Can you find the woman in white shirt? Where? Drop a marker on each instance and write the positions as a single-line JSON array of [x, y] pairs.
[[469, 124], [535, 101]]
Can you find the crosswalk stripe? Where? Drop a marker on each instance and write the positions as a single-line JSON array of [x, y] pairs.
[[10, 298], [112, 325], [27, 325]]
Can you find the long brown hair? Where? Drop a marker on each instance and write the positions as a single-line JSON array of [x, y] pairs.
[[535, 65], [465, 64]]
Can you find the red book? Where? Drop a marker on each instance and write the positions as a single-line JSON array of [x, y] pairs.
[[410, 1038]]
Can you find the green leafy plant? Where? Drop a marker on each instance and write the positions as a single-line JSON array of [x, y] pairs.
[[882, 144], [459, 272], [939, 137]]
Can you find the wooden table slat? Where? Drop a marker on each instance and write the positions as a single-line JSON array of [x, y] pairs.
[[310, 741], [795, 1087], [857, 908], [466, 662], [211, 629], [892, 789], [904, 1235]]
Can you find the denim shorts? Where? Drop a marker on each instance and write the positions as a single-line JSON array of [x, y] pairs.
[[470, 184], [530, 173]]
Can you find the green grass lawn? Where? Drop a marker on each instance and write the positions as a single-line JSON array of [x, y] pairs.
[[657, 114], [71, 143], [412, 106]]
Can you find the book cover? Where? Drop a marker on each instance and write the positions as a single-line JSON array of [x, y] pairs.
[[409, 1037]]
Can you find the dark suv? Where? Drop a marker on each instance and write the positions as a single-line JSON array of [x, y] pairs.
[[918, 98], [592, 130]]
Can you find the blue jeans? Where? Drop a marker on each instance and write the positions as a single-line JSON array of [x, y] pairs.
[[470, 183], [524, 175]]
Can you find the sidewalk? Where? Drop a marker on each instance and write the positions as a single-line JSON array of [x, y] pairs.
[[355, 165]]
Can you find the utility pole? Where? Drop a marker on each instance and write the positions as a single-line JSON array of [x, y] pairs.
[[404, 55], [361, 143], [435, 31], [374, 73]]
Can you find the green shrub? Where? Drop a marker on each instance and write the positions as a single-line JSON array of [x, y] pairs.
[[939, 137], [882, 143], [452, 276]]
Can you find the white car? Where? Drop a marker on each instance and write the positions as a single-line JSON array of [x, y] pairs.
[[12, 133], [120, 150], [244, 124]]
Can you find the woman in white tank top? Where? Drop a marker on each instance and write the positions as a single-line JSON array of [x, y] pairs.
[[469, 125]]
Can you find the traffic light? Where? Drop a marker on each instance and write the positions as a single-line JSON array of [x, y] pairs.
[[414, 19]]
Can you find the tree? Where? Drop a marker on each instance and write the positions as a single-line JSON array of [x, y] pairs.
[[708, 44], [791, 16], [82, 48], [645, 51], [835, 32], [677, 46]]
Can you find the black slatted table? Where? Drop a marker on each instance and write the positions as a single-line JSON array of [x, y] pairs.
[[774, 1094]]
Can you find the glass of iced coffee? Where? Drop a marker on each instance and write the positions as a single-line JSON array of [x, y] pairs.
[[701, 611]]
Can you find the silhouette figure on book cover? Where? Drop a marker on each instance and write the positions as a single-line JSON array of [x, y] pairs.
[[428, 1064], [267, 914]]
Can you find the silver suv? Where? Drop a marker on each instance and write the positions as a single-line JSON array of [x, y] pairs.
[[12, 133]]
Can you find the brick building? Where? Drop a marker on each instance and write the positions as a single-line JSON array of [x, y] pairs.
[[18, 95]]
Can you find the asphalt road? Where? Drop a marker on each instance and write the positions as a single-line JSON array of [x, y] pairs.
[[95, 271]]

------------------------

## Problem description
The data are to be transcribed in full, exactly as given.

## Task response
Can you find the woman in white shirt? Where? Drop a marker on each instance and write the positions as a single-line JSON array of [x, y] pairs.
[[469, 124], [535, 101]]
Can you find the crosswalk stripe? Where? Drop a marker on each instance and write the positions as a single-line JSON array of [x, y] pairs.
[[10, 298], [112, 325], [27, 325]]
Can you find the long brown hair? Where? Drop a marker on each instance and write the positions as a single-line JSON array of [x, y] pairs.
[[535, 65], [465, 64]]
Can you find the red book? Where? Drop a marker on each instance and write the positions as a single-line JSON array of [x, y] pairs.
[[410, 1038]]
Can you find the green leafy plant? Where? Drop a marker on each instance and write the positions as a single-line JSON array of [x, y] pairs.
[[882, 144], [459, 272], [939, 137]]
Can you find the wooden table slat? Where? Drop a marker on each instance and write the positions as a single-line JSON array of [x, y] pairs.
[[310, 741], [795, 1087], [857, 908], [466, 662], [211, 629], [892, 789], [904, 1235]]
Can you find the denim shorts? Where? Drop a marker on each instance and write the positions as a single-line JSON array of [x, y] pairs.
[[470, 184], [530, 173]]
Can you find the green grass lawn? Where? Drop a marker on each instance and write the positions as a single-line JSON array of [x, y] pairs.
[[657, 114], [71, 143], [412, 106]]
Can you find the book cover? Where? Drop a marker on each instance and write the positions as a single-line JSON array of [x, y] pairs.
[[409, 1037]]
Can you find the dark suv? Where? Drop a marker on each instance and write the positions as a single-line JSON array of [x, y] pairs.
[[918, 98], [592, 130]]
Can you find the blue jeans? Where? Drop a marker on each instance and write the positions as a single-line JSON array of [x, y] pairs.
[[470, 183], [524, 175]]
Can you find the sidewalk? Where? Drop a marker on each instance and write the positions as a single-line JSON array of [x, y] pairs.
[[355, 165]]
Can you find the utility pole? Where? Drop a marker on each instance and write the positions as a single-line JSON array of [x, y] pairs.
[[404, 55], [361, 143], [435, 31], [374, 73]]
Can you find the green shrub? Where? Drop a marker on each instance and write the positions as a single-line JSON array of [x, y] pairs.
[[939, 137], [882, 143], [452, 276]]
Can you find the white car? Where? Drop a marker on each instance and write the positions as a single-line JSON array of [x, y] pairs.
[[12, 133], [120, 150], [244, 124]]
Can you find the woman in white tank top? Where? Drop a marker on each instance and write the positions as a single-line JSON array of [x, y] pairs.
[[469, 125]]
Can you find the traffic light? Where? Drop a marker on each instance and write the positions as a single-line JSON array of [x, y] pairs.
[[414, 19]]
Can you find the tree? Where? Drop a marker on each instance and write the positions as a single-line JSON array of [x, y] pairs.
[[708, 44], [791, 16], [82, 48], [645, 51], [835, 32], [677, 46]]
Can you find the black slatted table? Where? Drop a marker on each instance and write the positions as a single-line JSON array of [x, y] pairs.
[[774, 1094]]
Can you find the glass of iced coffee? Where? Drop a marker on each instance and write the positions as a single-line JSON array of [x, y] pairs.
[[701, 611]]
Can you find the silhouette figure on book cover? Where? Drop a marker on each instance and write the positions as a single-line JSON array of [x, y] pairs.
[[428, 1064], [267, 914]]
Can you find the silver suv? Where? Drop a marker on each instance and write the positions as a single-line JSON array of [x, y] pairs.
[[12, 133]]
Can you find the brick building? Where? Drop a marker on each instance and write the positions as a single-line JSON array of [x, y] pairs.
[[18, 95]]
Can you find the asphalt road? Where? Drop a marker on each instance and write the positions as a single-line JSON array of [x, y] pairs.
[[95, 271]]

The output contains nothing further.